Extrait choisi.
Il faut noter ici que le modèle français est un peu différent et découpe l’Age céramique en 4 périodes : le Céramique ancien, moyen, récent et tardif. A partir de 400 av. J.-C., dans les Grandes Antilles comme dans les Petites Antilles, les communautés se multiplient et sont organisées en réseaux sociaux sur de grandes distances avec circulation de populations, d’idées et d’objets.
Durant cette période, les productions potière, lithique et en coquillage expriment un « système symbolique complexe » marqueur d’une identité culturelle partagée. Les assemblages archéologiques sont culturellement affiliés au Huecoïde, Saladoïde et Barrancoïde.
A partir de 600-700 ap.J.C., se produisent des changements endogènes, avec une densification de la population entrainant l’accroissement de l’occupation des îles. Les réseaux d’échange à longue distance diminuent, les pratiques funéraires changent. Dans les Petites Antilles, les sociétés gardent essentiellement un système égalitaire et développent une hétérogénéité culturelle. L’affiliation culturelle associée est le Troumassoïde.
Par contre, dans les Grandes Antilles, les structures sociale, économique et politique changent. Les villages densément peuplés sont organisés dans des systèmes complexes. Les ensembles culturels associés sont le Saladoïde, l’Ostionoïde et le Meillacoïde. Puis vers 950 ap.J.C. émergent à l’est d’Hispaniola, de nouvelles formations sociales hiérarchisées, des chefferies ou cacicazgos, affilié culturellement au Chicoïde.
Les Petites Antilles du Sud se retrouvent être le lieu de nouvelles vagues migratoires venues des côtes nord du continent sud-américain tout en maintenant les réseaux avec les Grandes Antilles. Les réseaux d’échanges se tournent ainsi vers le nord et vers le Sud. Les ensembles culturels associés à cette période sont le Suazoïde et le Cayoïde dans les îles des Petites Antilles du Sud ainsi que le Troumassoïde (style marmora) et le Chicoïde dans les îles plus au Nord. En 1492, Christophe Colomb débarque dans les Grandes Antilles.
A cette période, nommée Période Historique, la Caraïbe est peuplée de nombreux groupes linguistiques/culturels, tels que les Ciguayos, les Macorix à Hispaniola, les Lucayos à Turks and Caïcos, Bahamas, ou encore les Kalinagos et Igneris dans les Petites Antilles. Cependant la mauvaise compréhension européenne des dynamiques et interactions en place dans la région a figé les populations dans une dichotomie des gentils Taïnos des Grandes Antilles versus les méchants belliqueux Caraïbes des Petites Antilles.

Extrait de données.
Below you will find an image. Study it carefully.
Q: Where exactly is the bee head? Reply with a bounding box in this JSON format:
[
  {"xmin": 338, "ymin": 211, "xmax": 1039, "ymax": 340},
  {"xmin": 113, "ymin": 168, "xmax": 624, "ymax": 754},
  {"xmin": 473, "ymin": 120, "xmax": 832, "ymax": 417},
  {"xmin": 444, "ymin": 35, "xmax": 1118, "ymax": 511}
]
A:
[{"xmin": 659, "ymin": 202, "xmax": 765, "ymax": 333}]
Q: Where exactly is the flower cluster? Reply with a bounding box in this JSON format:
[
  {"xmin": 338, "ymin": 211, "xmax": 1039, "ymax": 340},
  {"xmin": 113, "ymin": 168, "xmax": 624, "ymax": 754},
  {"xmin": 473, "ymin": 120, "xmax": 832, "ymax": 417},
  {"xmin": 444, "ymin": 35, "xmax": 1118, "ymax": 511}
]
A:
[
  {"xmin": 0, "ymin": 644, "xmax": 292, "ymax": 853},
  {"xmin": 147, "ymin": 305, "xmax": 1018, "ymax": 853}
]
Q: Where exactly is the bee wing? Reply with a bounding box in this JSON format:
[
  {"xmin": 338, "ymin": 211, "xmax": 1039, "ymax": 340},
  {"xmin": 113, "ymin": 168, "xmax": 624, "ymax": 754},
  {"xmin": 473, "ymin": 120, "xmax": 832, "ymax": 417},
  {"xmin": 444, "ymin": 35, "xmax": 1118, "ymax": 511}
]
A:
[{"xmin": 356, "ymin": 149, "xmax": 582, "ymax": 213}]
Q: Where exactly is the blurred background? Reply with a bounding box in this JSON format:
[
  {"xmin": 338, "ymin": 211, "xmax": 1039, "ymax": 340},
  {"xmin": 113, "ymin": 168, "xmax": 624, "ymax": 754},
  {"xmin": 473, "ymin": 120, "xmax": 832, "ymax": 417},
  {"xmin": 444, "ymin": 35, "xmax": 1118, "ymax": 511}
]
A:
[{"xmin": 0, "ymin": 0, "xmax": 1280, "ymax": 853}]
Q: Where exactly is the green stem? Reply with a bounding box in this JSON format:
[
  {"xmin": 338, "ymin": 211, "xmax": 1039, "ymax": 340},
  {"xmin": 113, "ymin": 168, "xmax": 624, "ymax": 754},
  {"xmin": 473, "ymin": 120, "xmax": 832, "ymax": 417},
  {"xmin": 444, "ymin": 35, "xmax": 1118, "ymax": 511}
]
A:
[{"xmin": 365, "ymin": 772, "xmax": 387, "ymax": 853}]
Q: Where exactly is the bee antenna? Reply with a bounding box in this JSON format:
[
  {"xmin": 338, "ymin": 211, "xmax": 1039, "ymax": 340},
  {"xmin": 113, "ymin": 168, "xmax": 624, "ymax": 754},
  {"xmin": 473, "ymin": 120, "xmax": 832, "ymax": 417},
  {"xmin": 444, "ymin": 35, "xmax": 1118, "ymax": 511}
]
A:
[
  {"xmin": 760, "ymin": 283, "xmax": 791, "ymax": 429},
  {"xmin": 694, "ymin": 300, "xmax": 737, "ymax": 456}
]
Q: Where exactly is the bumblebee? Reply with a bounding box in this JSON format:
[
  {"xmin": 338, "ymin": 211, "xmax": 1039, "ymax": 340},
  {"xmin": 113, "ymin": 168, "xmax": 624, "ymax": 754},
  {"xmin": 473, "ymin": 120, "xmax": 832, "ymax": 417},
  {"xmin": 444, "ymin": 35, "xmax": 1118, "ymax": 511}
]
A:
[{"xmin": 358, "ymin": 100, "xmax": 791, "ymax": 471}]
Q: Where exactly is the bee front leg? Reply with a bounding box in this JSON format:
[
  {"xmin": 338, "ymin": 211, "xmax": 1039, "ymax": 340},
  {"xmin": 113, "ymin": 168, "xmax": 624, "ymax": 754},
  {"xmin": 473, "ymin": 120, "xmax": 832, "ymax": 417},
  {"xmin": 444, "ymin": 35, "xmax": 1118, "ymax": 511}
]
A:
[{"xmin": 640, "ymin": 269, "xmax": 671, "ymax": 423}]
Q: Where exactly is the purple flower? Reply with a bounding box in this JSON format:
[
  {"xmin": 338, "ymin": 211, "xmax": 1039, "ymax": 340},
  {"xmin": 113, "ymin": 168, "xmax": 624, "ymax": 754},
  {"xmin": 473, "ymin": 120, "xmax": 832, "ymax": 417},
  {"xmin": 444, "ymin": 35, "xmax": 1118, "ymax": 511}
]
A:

Exercice. Poursuivez, s'il vous plaît, l'extrait sur l'Âge céramique aux Antilles à partir de sa dernière phrase. Les données n'ont aucun rôle à jouer ici.

Réponse ci-dessous.
Cette labellisation a eu un impact fort car il a été relayé par les chercheurs au point que cette terminologie est devenue la référence pour désigner les habitants de la Caraïbe ainsi réduits à deux grands peuples au 15e siècle.
■ L’héritage L’histoire de la colonisation a effacé la présence amérindienne et son héritage. Mais les contacts et échanges que les Amérindiens ont entretenus avec les Africains et les Européens ont été l’occasion de transmission de savoir et connaissances dont les transferts et emprunts sont perceptibles dans différents domaines.
Qu’il soit visible ou invisible, cet héritage est présent aussi bien à l’échelle régionale qu’internationale, dans la linguistique avec des mots tels que maïs (marik), barbecue (barabicu), canoë ( canoa), hamac (hammock) , tabac ( tabako), colibri / (soursoap, hurican, shark…), les mots de fruits : papaye, goyave, d’animaux molocoi, ravet..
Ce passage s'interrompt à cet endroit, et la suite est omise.